• _Task details_: Can you express the rows below as a Markdown table with two columns, No. for a running number and Line for the text of each line? Start with the line containing "white paint on", go on through the final line of the rows, and leave out any blank lines.

• _Information supplied_:
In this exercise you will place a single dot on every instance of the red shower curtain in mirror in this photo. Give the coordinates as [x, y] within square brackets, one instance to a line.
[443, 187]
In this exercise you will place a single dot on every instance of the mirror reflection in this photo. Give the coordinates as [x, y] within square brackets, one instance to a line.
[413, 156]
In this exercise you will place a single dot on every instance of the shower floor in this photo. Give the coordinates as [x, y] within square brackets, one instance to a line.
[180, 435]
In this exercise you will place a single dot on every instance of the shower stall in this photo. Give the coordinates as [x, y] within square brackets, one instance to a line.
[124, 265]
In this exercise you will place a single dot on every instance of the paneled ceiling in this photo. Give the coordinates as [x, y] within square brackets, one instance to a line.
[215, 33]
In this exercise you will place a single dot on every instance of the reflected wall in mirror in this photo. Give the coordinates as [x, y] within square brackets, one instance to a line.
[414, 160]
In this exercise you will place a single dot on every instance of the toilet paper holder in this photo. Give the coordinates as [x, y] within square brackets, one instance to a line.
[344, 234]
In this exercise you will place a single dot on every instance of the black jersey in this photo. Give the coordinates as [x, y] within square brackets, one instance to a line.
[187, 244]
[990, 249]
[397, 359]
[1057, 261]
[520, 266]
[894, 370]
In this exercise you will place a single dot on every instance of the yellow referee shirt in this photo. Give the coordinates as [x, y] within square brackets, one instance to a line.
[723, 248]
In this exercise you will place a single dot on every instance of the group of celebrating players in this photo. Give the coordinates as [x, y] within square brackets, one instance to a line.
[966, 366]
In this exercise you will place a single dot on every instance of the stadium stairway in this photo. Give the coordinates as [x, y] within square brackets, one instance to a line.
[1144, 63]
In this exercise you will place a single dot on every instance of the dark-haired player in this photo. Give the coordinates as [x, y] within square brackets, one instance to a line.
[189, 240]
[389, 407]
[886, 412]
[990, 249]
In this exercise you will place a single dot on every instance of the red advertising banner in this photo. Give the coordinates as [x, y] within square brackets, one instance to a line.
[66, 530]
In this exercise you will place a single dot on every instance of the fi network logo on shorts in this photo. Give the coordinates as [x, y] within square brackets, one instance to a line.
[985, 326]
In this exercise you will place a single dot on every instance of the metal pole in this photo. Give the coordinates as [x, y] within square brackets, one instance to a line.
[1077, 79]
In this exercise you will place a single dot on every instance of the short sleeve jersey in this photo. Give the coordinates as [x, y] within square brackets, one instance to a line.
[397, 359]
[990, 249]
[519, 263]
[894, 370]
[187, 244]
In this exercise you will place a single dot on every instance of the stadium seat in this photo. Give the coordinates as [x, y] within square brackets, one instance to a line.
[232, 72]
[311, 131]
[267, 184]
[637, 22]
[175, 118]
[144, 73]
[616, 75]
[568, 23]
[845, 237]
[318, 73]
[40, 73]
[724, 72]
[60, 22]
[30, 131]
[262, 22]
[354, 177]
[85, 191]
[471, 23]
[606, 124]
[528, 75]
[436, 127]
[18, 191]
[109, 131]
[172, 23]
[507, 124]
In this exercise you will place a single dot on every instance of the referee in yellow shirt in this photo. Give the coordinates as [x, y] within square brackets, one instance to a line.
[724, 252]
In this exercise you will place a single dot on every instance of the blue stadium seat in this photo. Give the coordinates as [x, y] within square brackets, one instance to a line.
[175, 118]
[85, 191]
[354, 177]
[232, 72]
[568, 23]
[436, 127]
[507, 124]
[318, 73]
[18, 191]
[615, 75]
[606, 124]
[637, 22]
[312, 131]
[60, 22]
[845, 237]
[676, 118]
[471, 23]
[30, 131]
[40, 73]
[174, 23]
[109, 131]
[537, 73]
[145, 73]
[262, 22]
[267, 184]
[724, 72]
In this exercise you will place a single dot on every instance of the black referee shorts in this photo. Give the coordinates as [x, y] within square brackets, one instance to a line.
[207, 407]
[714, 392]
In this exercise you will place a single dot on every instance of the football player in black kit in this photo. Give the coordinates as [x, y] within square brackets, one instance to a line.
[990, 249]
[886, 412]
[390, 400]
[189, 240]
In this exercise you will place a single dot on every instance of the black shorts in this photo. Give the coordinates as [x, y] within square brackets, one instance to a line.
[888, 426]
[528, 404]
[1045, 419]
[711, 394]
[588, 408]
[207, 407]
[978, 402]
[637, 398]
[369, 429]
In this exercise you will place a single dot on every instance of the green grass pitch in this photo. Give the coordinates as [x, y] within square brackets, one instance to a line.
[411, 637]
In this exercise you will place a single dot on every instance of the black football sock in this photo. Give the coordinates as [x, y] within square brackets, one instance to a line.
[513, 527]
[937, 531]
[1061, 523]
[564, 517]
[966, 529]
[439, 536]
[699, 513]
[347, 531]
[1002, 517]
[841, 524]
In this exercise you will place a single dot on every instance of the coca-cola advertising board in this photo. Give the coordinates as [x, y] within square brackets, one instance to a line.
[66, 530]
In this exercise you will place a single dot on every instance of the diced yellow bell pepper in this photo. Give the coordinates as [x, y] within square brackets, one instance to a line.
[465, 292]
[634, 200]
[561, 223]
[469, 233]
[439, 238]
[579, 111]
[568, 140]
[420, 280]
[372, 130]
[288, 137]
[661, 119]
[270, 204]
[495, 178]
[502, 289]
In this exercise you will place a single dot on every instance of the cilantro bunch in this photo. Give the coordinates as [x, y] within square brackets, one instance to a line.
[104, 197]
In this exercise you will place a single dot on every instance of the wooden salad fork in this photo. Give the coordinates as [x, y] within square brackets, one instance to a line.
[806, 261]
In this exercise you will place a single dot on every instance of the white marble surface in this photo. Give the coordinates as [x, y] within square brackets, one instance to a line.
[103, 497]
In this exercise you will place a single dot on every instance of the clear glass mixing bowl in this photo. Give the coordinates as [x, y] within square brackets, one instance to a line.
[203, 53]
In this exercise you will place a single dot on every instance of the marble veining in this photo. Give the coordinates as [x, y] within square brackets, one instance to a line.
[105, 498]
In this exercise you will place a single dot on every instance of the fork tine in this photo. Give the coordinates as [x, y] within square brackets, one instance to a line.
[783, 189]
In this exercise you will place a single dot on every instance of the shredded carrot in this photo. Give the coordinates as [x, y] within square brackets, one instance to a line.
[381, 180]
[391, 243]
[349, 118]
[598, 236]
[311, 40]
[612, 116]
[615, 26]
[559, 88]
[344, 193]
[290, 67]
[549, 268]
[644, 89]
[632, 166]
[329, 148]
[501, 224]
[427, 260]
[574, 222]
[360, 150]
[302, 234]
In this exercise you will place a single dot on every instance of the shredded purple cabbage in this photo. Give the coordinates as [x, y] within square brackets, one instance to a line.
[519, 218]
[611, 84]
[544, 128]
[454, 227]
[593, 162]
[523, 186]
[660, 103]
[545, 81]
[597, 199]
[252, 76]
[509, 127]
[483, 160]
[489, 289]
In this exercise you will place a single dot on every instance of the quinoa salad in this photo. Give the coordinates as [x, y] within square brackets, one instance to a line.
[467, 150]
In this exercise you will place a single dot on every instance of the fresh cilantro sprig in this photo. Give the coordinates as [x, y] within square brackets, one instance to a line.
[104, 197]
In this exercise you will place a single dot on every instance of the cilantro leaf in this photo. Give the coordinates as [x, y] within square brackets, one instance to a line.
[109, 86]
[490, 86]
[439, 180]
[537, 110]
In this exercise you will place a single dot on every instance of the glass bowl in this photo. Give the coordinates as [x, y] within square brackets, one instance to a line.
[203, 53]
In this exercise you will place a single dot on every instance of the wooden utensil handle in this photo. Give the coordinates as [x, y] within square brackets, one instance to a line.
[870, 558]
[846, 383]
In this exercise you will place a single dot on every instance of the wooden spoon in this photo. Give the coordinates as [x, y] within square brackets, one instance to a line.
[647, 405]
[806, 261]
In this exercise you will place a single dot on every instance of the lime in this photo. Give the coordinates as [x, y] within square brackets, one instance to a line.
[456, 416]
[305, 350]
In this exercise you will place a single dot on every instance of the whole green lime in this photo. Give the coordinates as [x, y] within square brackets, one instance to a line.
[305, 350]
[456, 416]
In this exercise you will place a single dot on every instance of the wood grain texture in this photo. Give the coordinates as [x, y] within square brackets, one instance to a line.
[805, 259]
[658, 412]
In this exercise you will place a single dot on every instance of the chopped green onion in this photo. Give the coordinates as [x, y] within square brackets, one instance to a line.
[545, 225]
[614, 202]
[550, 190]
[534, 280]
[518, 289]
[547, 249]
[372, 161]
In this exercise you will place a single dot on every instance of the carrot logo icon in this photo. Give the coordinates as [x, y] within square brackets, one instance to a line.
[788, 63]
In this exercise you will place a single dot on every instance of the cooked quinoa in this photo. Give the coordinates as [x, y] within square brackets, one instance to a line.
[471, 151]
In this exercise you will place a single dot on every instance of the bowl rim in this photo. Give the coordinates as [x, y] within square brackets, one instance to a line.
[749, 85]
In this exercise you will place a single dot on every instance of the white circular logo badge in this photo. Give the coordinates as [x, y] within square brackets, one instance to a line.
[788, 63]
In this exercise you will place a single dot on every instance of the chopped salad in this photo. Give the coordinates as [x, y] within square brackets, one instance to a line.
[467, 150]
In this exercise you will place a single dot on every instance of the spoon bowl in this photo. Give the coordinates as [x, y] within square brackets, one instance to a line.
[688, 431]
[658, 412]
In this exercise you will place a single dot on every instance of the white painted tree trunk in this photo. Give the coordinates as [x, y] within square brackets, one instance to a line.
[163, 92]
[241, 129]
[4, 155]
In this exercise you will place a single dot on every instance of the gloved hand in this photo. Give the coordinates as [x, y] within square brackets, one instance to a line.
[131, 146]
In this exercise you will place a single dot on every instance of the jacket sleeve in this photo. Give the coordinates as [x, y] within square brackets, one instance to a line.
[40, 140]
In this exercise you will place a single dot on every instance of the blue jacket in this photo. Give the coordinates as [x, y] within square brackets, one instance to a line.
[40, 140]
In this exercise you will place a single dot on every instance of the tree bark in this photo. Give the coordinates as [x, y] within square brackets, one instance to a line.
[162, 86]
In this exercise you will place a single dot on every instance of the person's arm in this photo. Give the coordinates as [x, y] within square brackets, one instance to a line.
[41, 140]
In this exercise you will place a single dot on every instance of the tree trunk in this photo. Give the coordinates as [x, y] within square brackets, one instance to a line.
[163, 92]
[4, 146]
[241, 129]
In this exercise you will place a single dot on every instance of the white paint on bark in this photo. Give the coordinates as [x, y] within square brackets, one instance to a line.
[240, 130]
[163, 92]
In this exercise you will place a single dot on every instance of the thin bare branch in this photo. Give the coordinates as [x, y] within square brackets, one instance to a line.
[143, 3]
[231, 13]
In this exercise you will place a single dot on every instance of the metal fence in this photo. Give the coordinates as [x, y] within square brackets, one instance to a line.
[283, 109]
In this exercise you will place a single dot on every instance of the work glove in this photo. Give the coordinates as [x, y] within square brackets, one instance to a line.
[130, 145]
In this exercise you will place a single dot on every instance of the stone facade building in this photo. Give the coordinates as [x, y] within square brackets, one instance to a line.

• _Written answer_:
| No. | Line |
|---|---|
| 1 | In this exercise you will place a single dot on every instance of the white paint on bark in this photo. Give the coordinates as [x, y] within square brackets, one instance to a line. |
| 2 | [240, 130] |
| 3 | [163, 92] |
| 4 | In this exercise you will place a single dot on every instance of the thin bare branch in this photo. Give the coordinates as [x, y] within square brackets, one instance to a line. |
| 5 | [143, 3] |
| 6 | [231, 13] |
| 7 | In this exercise you will place a single dot on every instance of the metal fence in this photo. Give the coordinates as [x, y] within square brackets, one instance to a line. |
| 8 | [283, 109] |
| 9 | In this exercise you will place a single dot on every instance of the work glove in this photo. Give the coordinates as [x, y] within square brackets, one instance to a line. |
| 10 | [130, 145] |
| 11 | In this exercise you will place a single dot on every instance of the stone facade building in this photo. Give the coordinates as [x, y] within square brackets, one instance to a line. |